• _Reading text_:
----------------------------------------
FILIPINOS are divided on whether to receive Covid-19 vaccines, with only 55.9 percent of Filipinos willing to get vaccinated, a survey by UST Covid-19 Vaccine (UST-Covax) Awareness Team has found.

The survey, titled “Covid-19 Vaccine Hesitancy Survey in the Philippines,” was conducted through an open-access online survey from Jan. 16 to 30.

Of 15,561 respondents, 23.7 percent (3,701) answered “definitely yes” and 32.1 percent (5,017) said “probably yes” to the question, “If a vaccine for Covid-19 is available in the Philippines, would you use it?”

Thirty-four percent (5,304) were “unsure,” and 6.7 (1,042) and 3.5 percent (541) answered “definitely no” and “probably no,” respectively. 

Western vaccines

The survey also asked respondents to rate their confidence and preference in Covid-19 vaccines manufactured in three regions namely China, Russia and the West.

Among the three choices, vaccines made by European or American developers garnered the highest confidence rate at 75.3 percent; 38.6 percent were most confident in Russian vaccines; and 17.7 were in most confident of those made in China.
----------------------------------------
• _What you will do_:
a) From the vaccine survey article, reproduce everything from "Western vaccines" down to "made in China.".
b) Answer these questions using the vaccine survey article:
(i) Over what dates was the survey conducted?
(ii) How many people responded to the survey?
(iii) Vaccines from which developers drew the highest confidence rate, and what was that rate?
c) Extend the article on the Philippine vaccine survey from where it stops.

• _Supplied records_:
----------------------------------------
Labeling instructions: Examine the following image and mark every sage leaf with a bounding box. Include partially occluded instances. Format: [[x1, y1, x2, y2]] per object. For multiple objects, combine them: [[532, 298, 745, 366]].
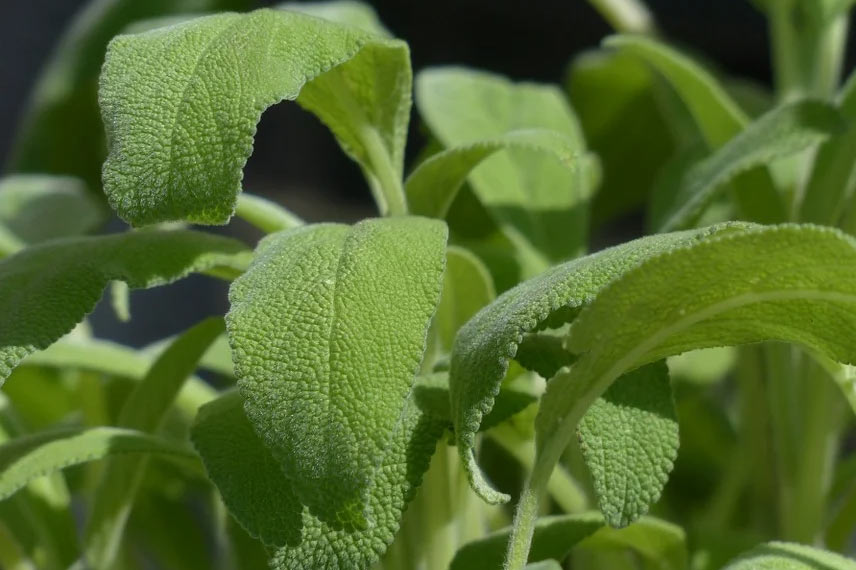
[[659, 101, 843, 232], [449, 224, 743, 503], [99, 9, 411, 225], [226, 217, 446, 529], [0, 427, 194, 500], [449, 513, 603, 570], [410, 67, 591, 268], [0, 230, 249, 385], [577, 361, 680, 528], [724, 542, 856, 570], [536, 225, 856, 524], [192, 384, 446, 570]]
----------------------------------------
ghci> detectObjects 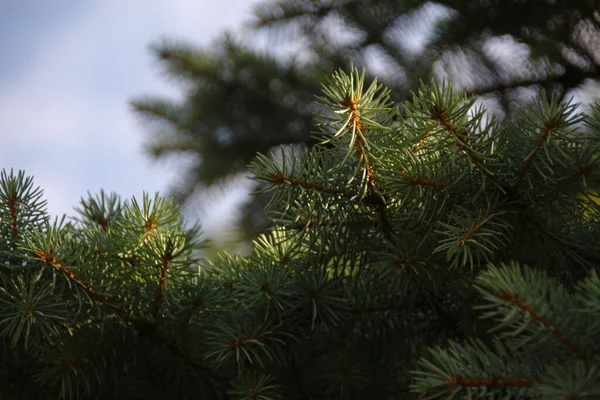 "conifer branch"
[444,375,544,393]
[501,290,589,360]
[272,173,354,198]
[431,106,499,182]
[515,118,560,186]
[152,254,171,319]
----------------------------------------
• _Answers to this exercise_:
a)
Western vaccines

The survey also asked respondents to rate their confidence and preference in Covid-19 vaccines manufactured in three regions namely China, Russia and the West.

Among the three choices, vaccines made by European or American developers garnered the highest confidence rate at 75.3 percent; 38.6 percent were most confident in Russian vaccines; and 17.7 were in most confident of those made in China.

b)
(i) Jan. 16 to 30
(ii) 15,561
(iii) European or American developers, at 75.3 percent

c)
More than half (50.9 percent) of the respondents said they had no particular preference in Covid-19 vaccines and would use any one that is “safe and effective.”

Vaccines from the US and Europe were preferred by 45.7 percent of respondents; 2.3 percent preferred those made in Russia; and one percent were in favor of Chinese vaccines.

The UST-Covax team said the low confidence vaccines from China and Russia was worrisome as “vaccines made in these countries will be necessary to complete the vaccine portfolio that will allow our country to achieve herd immunity this year.”

To date, only vaccines by Pfizer-BioNTech from the US and AstraZeneca from the UK have been granted emergency use authorization by the Philippines’ Food and Drug Administration.

Other vaccines shortlisted for evaluation by the country’s vaccine expert panel are Sinovac, Sinopharm, Clover and Anhui Zhifei from China; Novavax and Moderna from the US; Bharat Biotech from India, Janssen from Belgium and Gamaleya from Russia.


The survey also determined respondents’ concerns over Covid-19 vaccines.

Ninety-eight percent were worried about fake vaccines; 92.7 percent were worried about side effects after receiving vaccines; 91.7 percent were concerned about vaccine safety; and 90.3 percent worried about vaccine efficacy.

The national government and local government units must reassure Filipinos that there are safety and security protocols in place to guarantee the integrity and authenticity of every vaccine dose deployed in the national vaccination program, the team said, noting that fears over fake vaccines were a “striking concern.”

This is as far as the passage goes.